The task
Can you quote the records verbatim, starting at the very first line and ending with the line that contains "[[[70,268],[399,259],[391,0],[61,10]]]", including that line?

Excerpted data
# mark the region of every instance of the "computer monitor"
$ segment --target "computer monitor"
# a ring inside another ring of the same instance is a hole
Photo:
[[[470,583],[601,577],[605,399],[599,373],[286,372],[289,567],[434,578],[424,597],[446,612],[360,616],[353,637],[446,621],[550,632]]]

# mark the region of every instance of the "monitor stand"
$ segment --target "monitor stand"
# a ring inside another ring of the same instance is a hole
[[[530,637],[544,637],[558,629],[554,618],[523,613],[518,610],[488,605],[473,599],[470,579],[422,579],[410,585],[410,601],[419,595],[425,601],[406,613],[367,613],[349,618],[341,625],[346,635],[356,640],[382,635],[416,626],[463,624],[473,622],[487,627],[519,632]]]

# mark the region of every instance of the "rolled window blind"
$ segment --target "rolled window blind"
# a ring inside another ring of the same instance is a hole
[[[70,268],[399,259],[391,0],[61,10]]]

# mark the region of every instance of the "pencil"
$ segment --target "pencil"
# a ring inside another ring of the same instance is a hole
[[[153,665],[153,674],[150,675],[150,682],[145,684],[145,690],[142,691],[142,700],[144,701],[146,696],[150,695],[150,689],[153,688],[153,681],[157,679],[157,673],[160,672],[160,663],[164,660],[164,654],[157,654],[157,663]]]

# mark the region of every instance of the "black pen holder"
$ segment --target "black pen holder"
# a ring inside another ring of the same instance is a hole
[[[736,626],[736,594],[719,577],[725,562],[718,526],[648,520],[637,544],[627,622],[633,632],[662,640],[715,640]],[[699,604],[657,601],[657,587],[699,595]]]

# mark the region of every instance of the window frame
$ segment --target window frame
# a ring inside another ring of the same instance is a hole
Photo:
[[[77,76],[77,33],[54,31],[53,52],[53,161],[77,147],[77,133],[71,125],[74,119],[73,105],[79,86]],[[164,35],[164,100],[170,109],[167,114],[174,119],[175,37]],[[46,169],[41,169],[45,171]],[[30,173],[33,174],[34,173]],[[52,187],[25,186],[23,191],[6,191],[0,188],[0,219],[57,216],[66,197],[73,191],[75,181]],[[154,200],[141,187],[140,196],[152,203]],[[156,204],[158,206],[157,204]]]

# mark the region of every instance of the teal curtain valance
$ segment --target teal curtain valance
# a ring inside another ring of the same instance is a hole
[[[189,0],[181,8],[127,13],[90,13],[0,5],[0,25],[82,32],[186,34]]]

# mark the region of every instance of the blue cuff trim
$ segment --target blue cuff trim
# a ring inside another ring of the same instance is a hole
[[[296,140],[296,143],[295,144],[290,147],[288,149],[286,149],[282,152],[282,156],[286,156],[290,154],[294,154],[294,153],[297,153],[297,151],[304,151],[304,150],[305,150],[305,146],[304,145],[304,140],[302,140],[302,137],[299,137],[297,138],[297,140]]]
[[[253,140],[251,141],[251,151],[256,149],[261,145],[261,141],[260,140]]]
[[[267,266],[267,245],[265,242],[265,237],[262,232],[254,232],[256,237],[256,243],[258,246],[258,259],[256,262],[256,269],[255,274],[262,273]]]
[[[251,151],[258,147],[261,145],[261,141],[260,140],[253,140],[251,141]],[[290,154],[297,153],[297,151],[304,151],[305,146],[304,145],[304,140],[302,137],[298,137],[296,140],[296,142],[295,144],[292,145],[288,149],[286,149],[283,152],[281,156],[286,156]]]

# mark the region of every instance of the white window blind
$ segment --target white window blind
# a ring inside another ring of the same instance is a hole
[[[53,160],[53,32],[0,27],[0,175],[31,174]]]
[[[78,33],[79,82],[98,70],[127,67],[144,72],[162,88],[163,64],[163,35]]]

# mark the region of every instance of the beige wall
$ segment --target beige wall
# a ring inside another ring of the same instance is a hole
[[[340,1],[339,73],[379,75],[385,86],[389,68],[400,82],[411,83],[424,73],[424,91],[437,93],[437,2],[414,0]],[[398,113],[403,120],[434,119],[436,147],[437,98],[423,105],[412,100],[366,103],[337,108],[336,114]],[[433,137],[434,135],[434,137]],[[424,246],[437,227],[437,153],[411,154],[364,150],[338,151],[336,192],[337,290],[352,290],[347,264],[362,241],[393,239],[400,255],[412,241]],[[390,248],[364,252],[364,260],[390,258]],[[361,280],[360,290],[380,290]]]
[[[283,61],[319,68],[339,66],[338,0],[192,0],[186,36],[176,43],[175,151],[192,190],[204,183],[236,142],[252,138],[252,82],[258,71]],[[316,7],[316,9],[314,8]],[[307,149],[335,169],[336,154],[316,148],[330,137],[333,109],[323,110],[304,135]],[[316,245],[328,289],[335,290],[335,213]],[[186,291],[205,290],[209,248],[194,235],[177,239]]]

Result of the exercise
# mark the region of every instance of the "computer monitor"
$ segment --target "computer monitor"
# a ring inside another ring of the same instance is a hole
Photo:
[[[470,583],[601,577],[605,399],[599,373],[286,372],[289,567],[434,578],[424,597],[446,612],[360,616],[353,637],[446,621],[550,632]]]

# mark the region of every instance of the "monitor stand"
$ segment --target "monitor stand"
# a ring inside another ring of the same instance is a hole
[[[530,637],[544,637],[558,629],[554,618],[523,613],[518,610],[488,605],[473,599],[470,579],[422,579],[410,585],[410,601],[419,595],[425,601],[406,613],[367,613],[349,618],[341,625],[346,635],[356,640],[382,635],[416,626],[463,624],[473,622],[487,627],[519,632]]]

# mark the region of every instance of the "rolled window blind"
$ segment --target "rolled window blind"
# a ring inside another ring of the same instance is a hole
[[[70,268],[399,259],[391,0],[61,10]]]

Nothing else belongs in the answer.